(Pointing rows)
+ + + + + + +

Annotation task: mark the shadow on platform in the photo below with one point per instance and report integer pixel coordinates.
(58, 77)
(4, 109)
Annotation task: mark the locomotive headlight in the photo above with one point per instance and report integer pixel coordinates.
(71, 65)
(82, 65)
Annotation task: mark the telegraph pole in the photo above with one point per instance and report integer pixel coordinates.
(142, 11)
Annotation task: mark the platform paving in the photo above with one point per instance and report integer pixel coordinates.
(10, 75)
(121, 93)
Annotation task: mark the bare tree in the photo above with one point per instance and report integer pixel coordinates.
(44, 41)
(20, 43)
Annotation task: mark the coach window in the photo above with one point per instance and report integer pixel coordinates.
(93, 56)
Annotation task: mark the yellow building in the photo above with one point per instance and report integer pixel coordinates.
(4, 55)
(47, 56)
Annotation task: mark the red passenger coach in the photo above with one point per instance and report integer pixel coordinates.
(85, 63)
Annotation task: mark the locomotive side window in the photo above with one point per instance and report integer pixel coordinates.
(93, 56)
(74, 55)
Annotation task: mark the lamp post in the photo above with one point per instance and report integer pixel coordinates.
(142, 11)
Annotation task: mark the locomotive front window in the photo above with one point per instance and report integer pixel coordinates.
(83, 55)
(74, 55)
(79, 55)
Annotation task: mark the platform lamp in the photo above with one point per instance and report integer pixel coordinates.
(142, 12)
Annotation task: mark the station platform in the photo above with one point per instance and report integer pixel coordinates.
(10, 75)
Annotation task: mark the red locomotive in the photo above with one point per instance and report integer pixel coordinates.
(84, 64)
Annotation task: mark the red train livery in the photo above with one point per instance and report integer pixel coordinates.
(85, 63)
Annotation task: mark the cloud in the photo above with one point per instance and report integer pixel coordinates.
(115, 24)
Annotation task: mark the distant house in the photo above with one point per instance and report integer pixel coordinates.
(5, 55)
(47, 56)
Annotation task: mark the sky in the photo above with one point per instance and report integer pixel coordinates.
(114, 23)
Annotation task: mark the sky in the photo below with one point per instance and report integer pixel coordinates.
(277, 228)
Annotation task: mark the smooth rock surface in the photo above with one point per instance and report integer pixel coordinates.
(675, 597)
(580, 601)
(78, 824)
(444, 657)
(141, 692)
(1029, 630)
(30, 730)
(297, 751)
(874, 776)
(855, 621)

+ + + + + + +

__The problem__.
Transcribe every row above verbatim, keeping the original order.

__Full output__.
Annotation task: mark the shadow on platform in the photo below with one point per instance and report integer pixel coordinates.
(58, 77)
(4, 109)
Annotation task: mark the locomotive headlight in the photo above with one point per instance and report integer pixel coordinates.
(71, 65)
(82, 65)
Annotation task: mark the telegraph pole in the photo above with one point per instance and report integer pixel coordinates.
(142, 11)
Annotation task: mark the platform paving in the photo above with one point per instance and report integer pixel coordinates.
(10, 75)
(121, 93)
Annotation task: mark the bare tree in the photo above with one point per instance and report integer pixel coordinates.
(44, 41)
(20, 43)
Annotation task: mark the coach window in the photo above with one point per instance and report integer pixel coordinates.
(93, 56)
Annotation task: mark the yellow building in the photo above with one point per instance and report integer pixel coordinates.
(4, 55)
(47, 56)
Annotation task: mark the red passenger coach in the photo above with one point per instance and report integer pixel coordinates.
(85, 63)
Annotation task: mark the locomotive side window in the photo above with one point per instance and report integer pixel coordinates.
(93, 56)
(74, 55)
Annotation task: mark the lamp post in the photo above with one point per instance and report integer pixel coordinates.
(142, 11)
Annotation task: mark the locomotive front window in the photo above with one point per instance and report integer pixel coordinates.
(83, 55)
(74, 55)
(79, 55)
Annotation task: mark the platform lamp in the photo above with one point per instance and report integer pixel coordinates.
(142, 12)
Annotation task: mark the station platform in the photo above with one point per instance and report integer pixel coordinates.
(10, 75)
Annotation task: mark the red locomotive in the photo above with one point per instance and report integer pixel coordinates.
(84, 64)
Annotation task: mark the red train livery in the photo above with one point per instance and report integer pixel coordinates.
(85, 63)
Annotation task: mark the cloud in the photo above with one point per instance and report integer pixel coordinates.
(115, 24)
Annotation task: mark the distant house in the photo above with one point per instance and report integer pixel coordinates.
(5, 55)
(47, 56)
Annotation task: mark the sky in the photo above with one point per instance and report integer pixel coordinates.
(114, 23)
Annotation task: mark the sky in the photo below with one point per instance and report integer pixel coordinates.
(277, 228)
Annotation task: mark the smooth rock surface in the photo above with one point per instance and report integer pixel coordinates.
(675, 597)
(580, 601)
(78, 824)
(444, 657)
(141, 692)
(1029, 630)
(30, 730)
(297, 751)
(874, 776)
(855, 621)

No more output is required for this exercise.